Dataset entries:
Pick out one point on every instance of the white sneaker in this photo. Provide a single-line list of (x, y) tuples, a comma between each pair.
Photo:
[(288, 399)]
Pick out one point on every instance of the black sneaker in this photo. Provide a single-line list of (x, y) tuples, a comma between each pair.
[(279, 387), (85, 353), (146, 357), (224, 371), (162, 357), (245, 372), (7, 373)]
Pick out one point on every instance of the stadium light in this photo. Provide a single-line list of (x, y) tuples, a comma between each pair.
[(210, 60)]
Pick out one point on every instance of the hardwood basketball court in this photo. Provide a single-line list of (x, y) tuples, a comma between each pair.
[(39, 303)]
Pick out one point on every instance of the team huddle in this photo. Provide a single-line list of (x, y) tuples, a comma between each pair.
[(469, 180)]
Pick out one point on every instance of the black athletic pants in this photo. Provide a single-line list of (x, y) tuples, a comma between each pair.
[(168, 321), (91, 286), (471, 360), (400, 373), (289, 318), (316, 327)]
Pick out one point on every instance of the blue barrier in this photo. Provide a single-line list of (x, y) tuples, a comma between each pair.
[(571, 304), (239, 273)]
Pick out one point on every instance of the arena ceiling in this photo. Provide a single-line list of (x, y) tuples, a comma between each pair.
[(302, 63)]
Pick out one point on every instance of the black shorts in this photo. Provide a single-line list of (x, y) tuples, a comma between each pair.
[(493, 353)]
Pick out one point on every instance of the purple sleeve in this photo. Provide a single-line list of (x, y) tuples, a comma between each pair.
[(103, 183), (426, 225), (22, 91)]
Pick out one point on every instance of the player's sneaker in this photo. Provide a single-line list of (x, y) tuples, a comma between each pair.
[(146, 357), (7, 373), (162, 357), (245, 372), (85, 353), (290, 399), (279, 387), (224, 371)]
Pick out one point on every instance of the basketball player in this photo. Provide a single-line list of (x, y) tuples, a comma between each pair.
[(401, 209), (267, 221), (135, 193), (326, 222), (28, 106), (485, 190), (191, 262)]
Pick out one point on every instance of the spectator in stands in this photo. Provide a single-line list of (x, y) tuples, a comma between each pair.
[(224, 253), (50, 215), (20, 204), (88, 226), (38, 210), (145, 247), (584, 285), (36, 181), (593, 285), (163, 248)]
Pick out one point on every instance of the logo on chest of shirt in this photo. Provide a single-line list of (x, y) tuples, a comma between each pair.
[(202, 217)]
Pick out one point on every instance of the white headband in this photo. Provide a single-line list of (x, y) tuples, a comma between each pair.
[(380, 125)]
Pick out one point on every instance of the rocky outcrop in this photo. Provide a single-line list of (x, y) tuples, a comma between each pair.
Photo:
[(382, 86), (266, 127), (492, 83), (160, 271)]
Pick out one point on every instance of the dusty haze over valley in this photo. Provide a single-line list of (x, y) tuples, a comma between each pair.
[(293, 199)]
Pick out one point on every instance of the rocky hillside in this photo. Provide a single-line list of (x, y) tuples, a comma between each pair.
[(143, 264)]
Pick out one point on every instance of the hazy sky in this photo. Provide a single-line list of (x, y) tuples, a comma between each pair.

## TO DO
With both ends included, please retype exactly the lines from the line containing "Pick out one point on every instance of the dusty" to the final line of the data.

## SOLUTION TO THIS TASK
Pick out one point on every instance of the dusty haze over valley in this photo. Provide a single-line list of (x, y) tuples, a comma between each pair.
[(293, 199)]
Pick out one point on every instance of the rocky hillside in this photo. Provide a single-line list of (x, y) tuples, a comma between each pair.
[(143, 264)]
Pick out one point on every instance of the hazy sky in this photo. Provide a single-line list of (x, y) tuples, a comma between each pair.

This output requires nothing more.